Źródło
━━━
• Link został skopiowany

Zawiedziona Curenko zawiesza głos. "Myślałam, że mam wielu przyjaciół w tourze"

- Przed Indian Wells zastanawiałam się, czy powinnam zostać w tourze i próbować grać, czy wrócić do kraju i pomagać jako wolontariuszka - wspomina Ukrainka Łesia Curenko po awansie do trzeciej rundy Wimbledonu. Tenisistka wspomina też o wizycie na granicy z Polską, która zrobiła na niej ogromne wrażenie. - Widziałam setki, tysiące zagubionych ludzi, którzy całe życie mają spakowane do dwóch toreb - opowiada. A Magdalenę Fręch chwali za stałe zainteresowanie losem jej i jej ojczyzny.
━━━
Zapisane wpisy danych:

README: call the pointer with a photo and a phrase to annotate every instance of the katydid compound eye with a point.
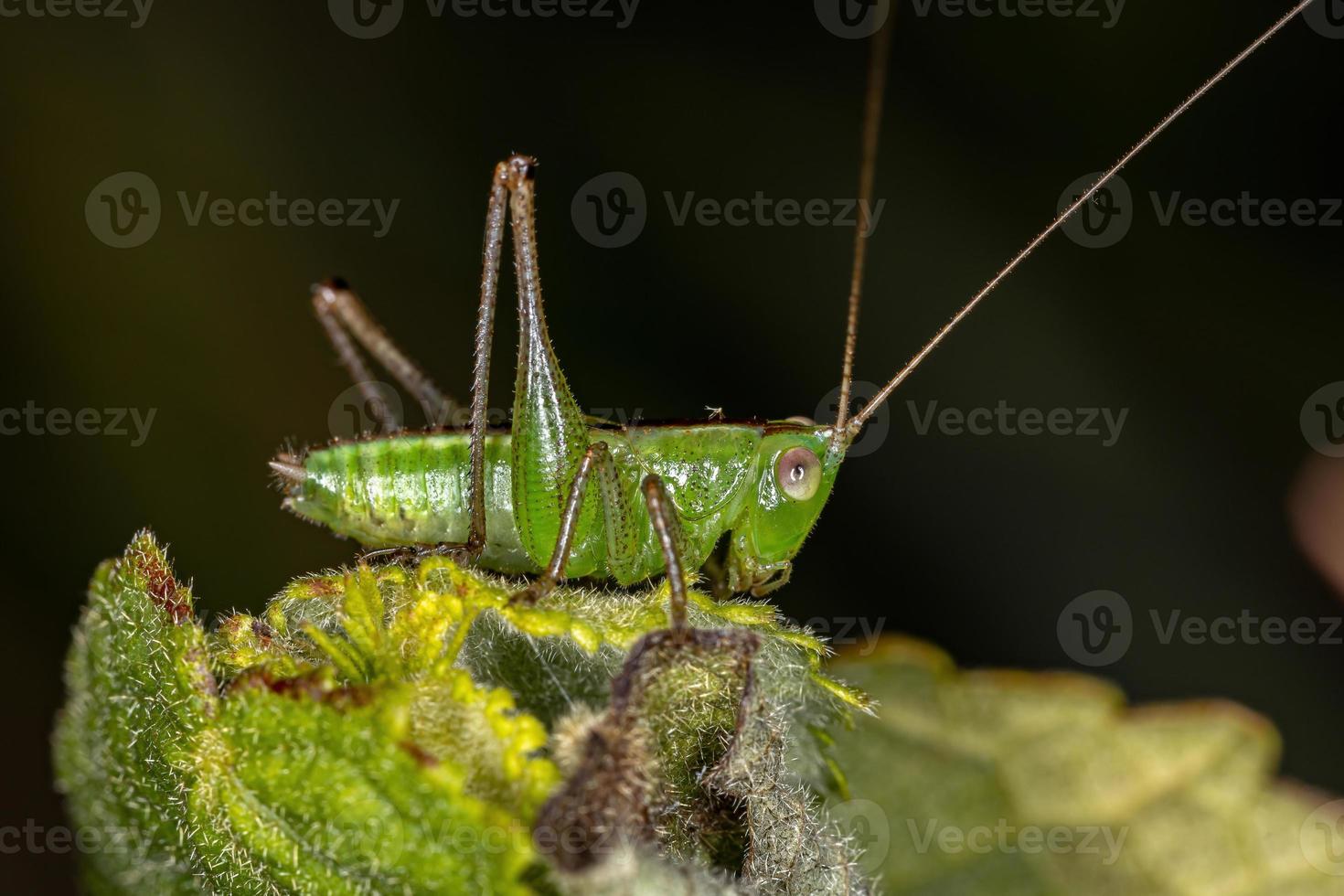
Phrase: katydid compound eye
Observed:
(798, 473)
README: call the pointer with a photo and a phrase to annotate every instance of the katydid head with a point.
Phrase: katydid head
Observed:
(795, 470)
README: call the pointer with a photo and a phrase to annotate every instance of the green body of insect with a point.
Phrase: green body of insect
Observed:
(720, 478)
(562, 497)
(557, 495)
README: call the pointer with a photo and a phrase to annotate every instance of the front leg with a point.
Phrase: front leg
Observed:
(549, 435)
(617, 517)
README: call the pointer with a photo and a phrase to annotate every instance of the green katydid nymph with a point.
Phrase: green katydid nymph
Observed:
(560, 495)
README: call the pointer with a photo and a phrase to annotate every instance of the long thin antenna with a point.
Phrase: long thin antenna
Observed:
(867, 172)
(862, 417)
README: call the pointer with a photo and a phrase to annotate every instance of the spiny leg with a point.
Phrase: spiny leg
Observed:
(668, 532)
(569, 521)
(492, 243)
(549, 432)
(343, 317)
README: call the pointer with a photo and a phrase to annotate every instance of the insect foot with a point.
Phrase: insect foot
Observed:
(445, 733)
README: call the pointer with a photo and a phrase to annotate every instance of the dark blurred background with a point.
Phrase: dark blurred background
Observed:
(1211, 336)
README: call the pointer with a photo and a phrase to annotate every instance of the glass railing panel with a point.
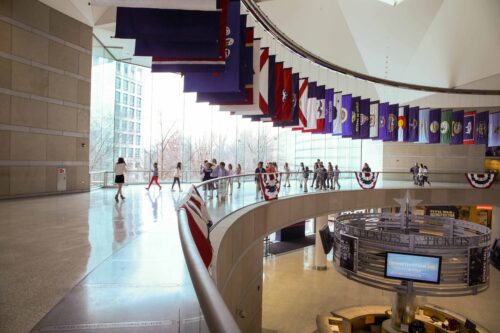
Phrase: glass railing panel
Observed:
━━━
Krótkie ćwiczenie A
Odpowiedz krótko na pytania do tekstu o Łesi Curenko:
(i) Do której rundy Wimbledonu awansowała Curenko?
(ii) Z jakim krajem graniczyło miejsce, które odwiedziła tenisistka?
(iii) Za co Curenko chwali Magdalenę Fręch?
Krótkie ćwiczenie B
Kontynuuj tekst o Łesi Curenko, zaczynając po jego ostatnim zdaniu.

Ostateczna odpowiedź A
(i) Do trzeciej rundy.
(ii) Z Polską.
(iii) Za stałe zainteresowanie losem jej i jej ojczyzny.

Ostateczna odpowiedź B
Fot. Kirsty Wigglesworth / AP

Tegoroczny Wimbledon zapisze się w historii jako ten, w którym decyzją organizatorów zabrakło Rosjan i Białorusinów. Ci postanowili tak w związku z atakiem zbrojnym Rosji na Ukrainę. Szczególne znaczenie mają więc mecze z udziałem ukraińskich tenisistów w tegorocznej londyńskiej imprezie. W drugiej rundzie kobiecego singla doszło zaś do pojedynku dwóch zawodniczek z tego kraju. Zakończył się niespodziewanym wynikiem - zajmująca 101. miejsce w rankingu WTA Łesia Curenko odrobiła straty i pokonała 34. w tym zestawieniu Anżelinę Kalininę 3:6, 6:4, 6:3. Przebieg i wynik spotkania był jednak w tym wypadku dla wielu osób sprawą drugorzędną i konferencję pomeczową ze zwyciężczynią zdominował temat wojny oraz reakcji na nią.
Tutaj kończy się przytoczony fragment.